**EXERCISE DESCRIPTION**
Copy each item below word for word, with no changes.

**Lines of data**
----------------------------------------
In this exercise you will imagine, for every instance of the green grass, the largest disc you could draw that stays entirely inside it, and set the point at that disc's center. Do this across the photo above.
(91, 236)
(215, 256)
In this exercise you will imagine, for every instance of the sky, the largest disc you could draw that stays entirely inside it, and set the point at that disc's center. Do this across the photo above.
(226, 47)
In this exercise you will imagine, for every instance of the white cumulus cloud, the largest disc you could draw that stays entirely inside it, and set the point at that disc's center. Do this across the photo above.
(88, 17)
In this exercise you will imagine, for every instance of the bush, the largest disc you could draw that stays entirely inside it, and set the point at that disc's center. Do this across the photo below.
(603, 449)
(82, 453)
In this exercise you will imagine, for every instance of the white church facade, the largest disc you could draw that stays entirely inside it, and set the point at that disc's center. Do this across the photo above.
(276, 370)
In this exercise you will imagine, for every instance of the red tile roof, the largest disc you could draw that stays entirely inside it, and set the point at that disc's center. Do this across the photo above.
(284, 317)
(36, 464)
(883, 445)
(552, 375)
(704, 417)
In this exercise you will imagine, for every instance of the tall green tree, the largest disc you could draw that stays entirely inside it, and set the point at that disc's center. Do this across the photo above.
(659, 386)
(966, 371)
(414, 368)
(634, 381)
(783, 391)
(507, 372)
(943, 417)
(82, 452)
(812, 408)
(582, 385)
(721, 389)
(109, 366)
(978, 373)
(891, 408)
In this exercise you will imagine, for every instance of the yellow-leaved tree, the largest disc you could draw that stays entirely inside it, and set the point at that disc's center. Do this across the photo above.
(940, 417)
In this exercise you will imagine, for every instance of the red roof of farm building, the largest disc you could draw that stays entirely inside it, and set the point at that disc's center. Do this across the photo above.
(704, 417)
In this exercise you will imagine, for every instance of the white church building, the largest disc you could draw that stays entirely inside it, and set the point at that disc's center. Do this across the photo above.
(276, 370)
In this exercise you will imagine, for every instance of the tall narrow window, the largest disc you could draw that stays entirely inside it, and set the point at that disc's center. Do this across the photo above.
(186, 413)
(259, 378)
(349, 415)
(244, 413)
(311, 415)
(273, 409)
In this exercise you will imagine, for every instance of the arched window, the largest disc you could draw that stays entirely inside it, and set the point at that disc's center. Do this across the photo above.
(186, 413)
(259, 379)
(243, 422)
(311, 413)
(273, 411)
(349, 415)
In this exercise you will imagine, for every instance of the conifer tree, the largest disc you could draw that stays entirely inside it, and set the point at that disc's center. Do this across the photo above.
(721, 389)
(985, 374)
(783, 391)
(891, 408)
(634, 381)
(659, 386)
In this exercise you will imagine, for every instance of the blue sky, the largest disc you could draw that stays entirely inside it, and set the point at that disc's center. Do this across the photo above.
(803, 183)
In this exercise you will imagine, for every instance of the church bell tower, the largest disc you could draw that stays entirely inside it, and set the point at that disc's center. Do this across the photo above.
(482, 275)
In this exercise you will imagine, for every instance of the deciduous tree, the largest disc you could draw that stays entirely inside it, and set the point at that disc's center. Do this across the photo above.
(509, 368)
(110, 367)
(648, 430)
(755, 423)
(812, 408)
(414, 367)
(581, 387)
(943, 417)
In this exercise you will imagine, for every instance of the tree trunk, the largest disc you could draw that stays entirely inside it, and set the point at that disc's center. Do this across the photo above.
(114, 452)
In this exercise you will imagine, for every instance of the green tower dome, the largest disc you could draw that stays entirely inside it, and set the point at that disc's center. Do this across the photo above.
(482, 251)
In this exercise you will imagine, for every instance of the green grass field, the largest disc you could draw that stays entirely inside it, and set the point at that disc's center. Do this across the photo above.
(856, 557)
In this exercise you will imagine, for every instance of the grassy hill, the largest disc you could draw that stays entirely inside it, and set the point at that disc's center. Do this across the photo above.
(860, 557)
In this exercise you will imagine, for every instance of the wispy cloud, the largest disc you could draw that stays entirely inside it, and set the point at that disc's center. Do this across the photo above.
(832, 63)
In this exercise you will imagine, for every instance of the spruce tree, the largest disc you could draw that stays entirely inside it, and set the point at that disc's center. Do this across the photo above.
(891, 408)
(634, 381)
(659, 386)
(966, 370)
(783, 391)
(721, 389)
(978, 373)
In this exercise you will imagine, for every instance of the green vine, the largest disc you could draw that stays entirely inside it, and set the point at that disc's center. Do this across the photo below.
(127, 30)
----------------------------------------
**FULL RESPONSE**
In this exercise you will imagine, for every instance of the green grass, the largest disc you could draw that stays entirely inside it, and set the point at that disc's center. Do this across the photo above.
(91, 236)
(215, 256)
In this exercise you will imagine, for every instance of the sky, the largest disc you could draw that stays entirely inside it, and set the point at that disc's center. Do this across the photo above.
(226, 47)
In this exercise you will imagine, for every instance of the white cumulus cloud, the largest disc you could draw that stays entirely inside it, and set the point at that disc's center. Do this across the photo above.
(88, 17)
In this exercise you will imagine, for every instance of the bush, the largest disc you could draw that stays entirely inside it, and set the point at that disc's center. Do this across the photo below.
(603, 449)
(82, 453)
In this exercise you will imagine, for every instance of the white church facade, the largest disc you could draw that stays entirely inside it, and set the point at that disc's center. Do this across the photo above.
(276, 370)
In this exercise you will imagine, for every instance of the red tile roof, the largest disc you could draw that stays entirely inside it, and set the point at that disc's center. Do this across the photo above.
(284, 317)
(36, 464)
(883, 445)
(552, 375)
(704, 417)
In this exercise you will imagine, for every instance of the tall green tree, the largest disc you could draw that stays entirely inside it, and set the point at that disc's center. Do this across the photo above.
(659, 386)
(966, 371)
(414, 368)
(634, 381)
(783, 391)
(507, 372)
(943, 417)
(82, 452)
(812, 408)
(582, 385)
(721, 389)
(109, 366)
(978, 373)
(891, 408)
In this exercise you will imagine, for every instance of the yellow-leaved tree, the largest disc you could draw that stays entirely inside it, and set the point at that disc's center. Do this across the photo above.
(940, 417)
In this exercise you will imagine, for every instance of the red roof of farm building, the largest disc you could draw that stays entirely inside it, and set the point at that disc's center. Do this across the photo above.
(704, 417)
In this exercise you will imagine, for every instance of the white church building, the largest disc you could draw that stays entirely inside it, and set the point at that disc's center. Do this across the photo above.
(276, 370)
In this exercise you will imagine, for every instance of the tall narrow window, the largest disc you could draw that stays entirely inside it, and set the point at that disc's center. Do this across the photo above.
(186, 413)
(259, 378)
(349, 415)
(244, 413)
(311, 415)
(273, 409)
In this exercise you will imagine, for every instance of the arched window, the largest disc you could draw that stays entirely inside it, and set the point at that disc's center. Do this across the photo above.
(186, 413)
(259, 379)
(243, 422)
(311, 413)
(273, 411)
(349, 415)
In this exercise you will imagine, for every instance of the conifer tree, the largest disc you could draw that stays entirely inside it, and set the point at that disc's center. Do this across the photo above.
(721, 389)
(985, 374)
(783, 391)
(891, 408)
(634, 381)
(659, 386)
In this exercise you will imagine, for every instance of the blue sky, the largest disc you could draw that stays entirely inside it, and set the point at that disc's center. Do this across the photo above.
(803, 183)
In this exercise you will imagine, for every instance of the church bell tower, the largest disc you could draw that stays entirely inside it, and set the point at that disc's center. Do this across the photo above.
(482, 275)
In this exercise you will imagine, for every instance of the deciduous tree, the largest disc you could draw that stays entirely inside it, and set the point at that disc's center. Do this across the photo above.
(509, 368)
(110, 367)
(648, 430)
(755, 423)
(812, 408)
(414, 367)
(581, 387)
(943, 417)
In this exercise you will imagine, for every instance of the tree trunk, the largest disc you could draw that stays entirely inside it, and set the point at that disc's center. Do this across the photo above.
(114, 452)
In this exercise you will imagine, for every instance of the green tower dome, the largest disc you could draw that stays entirely inside it, and set the point at that disc's center. Do this across the photo above.
(482, 251)
In this exercise you will imagine, for every instance of the green grass field, the largest disc you could draw that stays entirely inside it, and set the point at that disc's center. Do this across the photo above.
(856, 557)
In this exercise you will imagine, for every instance of the grassy hill, the largest disc you could draw that stays entirely inside it, and set the point at that disc's center. Do this across the photo above.
(860, 557)
In this exercise you will imagine, for every instance of the wispy cloud, the largest disc you could draw that stays entirely inside it, and set the point at that disc's center. Do this across the photo above.
(832, 63)
In this exercise you will imagine, for every instance of the spruce tree, the largest disc you could draw that stays entirely inside it, and set the point at that disc's center. Do this across the photo above.
(891, 408)
(634, 381)
(659, 386)
(966, 370)
(783, 391)
(721, 389)
(978, 373)
In this exercise you will imagine, for every instance of the green vine, the largest disc you could draw that stays entirely inside it, and set the point at that disc's center. Do this across the photo below.
(127, 30)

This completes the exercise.